The records
((

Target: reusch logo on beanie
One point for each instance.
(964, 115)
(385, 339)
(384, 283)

))
((

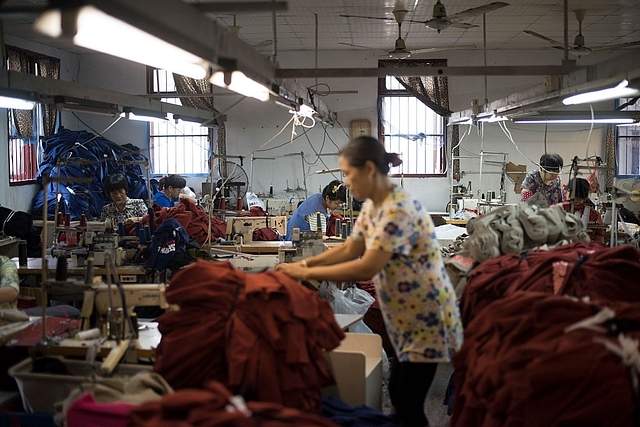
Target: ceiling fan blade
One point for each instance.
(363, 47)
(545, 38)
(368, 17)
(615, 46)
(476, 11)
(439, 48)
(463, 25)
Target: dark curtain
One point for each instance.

))
((

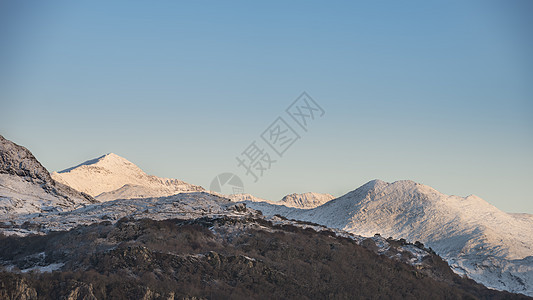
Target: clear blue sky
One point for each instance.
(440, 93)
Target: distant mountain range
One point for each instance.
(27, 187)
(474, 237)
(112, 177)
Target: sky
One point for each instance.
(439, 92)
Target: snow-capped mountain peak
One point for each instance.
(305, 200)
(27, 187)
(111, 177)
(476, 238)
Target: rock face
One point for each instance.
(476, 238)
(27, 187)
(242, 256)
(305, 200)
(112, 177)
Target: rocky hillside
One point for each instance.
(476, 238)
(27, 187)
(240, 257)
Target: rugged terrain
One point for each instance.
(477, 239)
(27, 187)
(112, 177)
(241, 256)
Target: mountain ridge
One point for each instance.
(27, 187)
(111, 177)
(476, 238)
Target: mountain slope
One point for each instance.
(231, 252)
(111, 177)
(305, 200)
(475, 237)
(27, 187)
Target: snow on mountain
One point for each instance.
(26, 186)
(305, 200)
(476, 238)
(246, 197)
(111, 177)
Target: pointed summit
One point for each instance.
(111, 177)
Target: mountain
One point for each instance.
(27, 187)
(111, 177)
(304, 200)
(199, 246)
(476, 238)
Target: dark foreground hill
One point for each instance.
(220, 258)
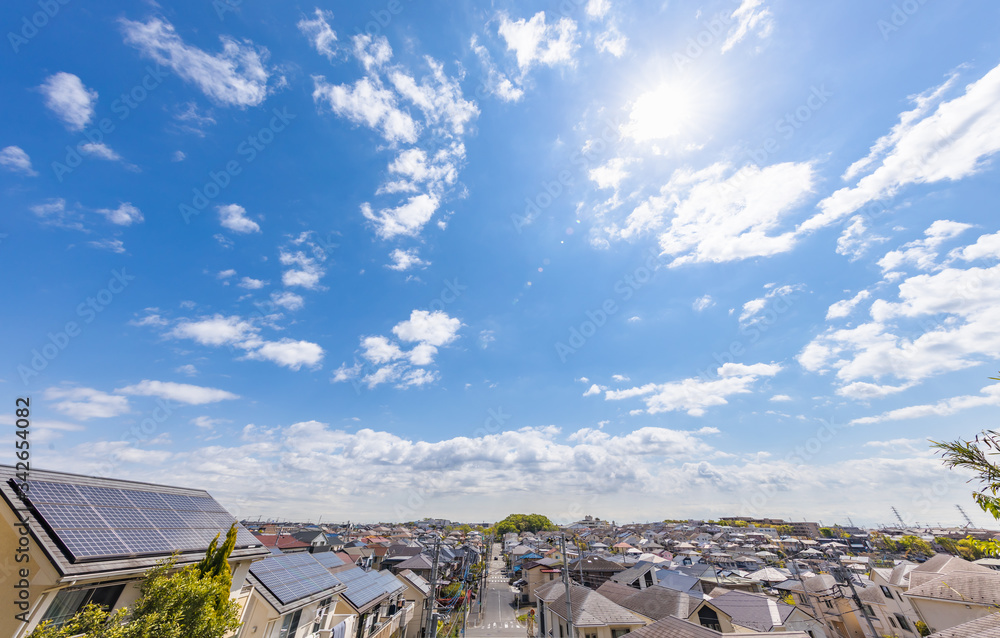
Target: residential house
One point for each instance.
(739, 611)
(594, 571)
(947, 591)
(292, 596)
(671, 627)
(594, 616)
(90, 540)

))

Description of the task
Find each line in the records above that contains "mountain", and copy it.

Reply to the task
Target: distant mountain range
Target: snow-capped mountain peak
Target: mountain ridge
Target: mountain slope
Target: snow on mountain
Target: mountain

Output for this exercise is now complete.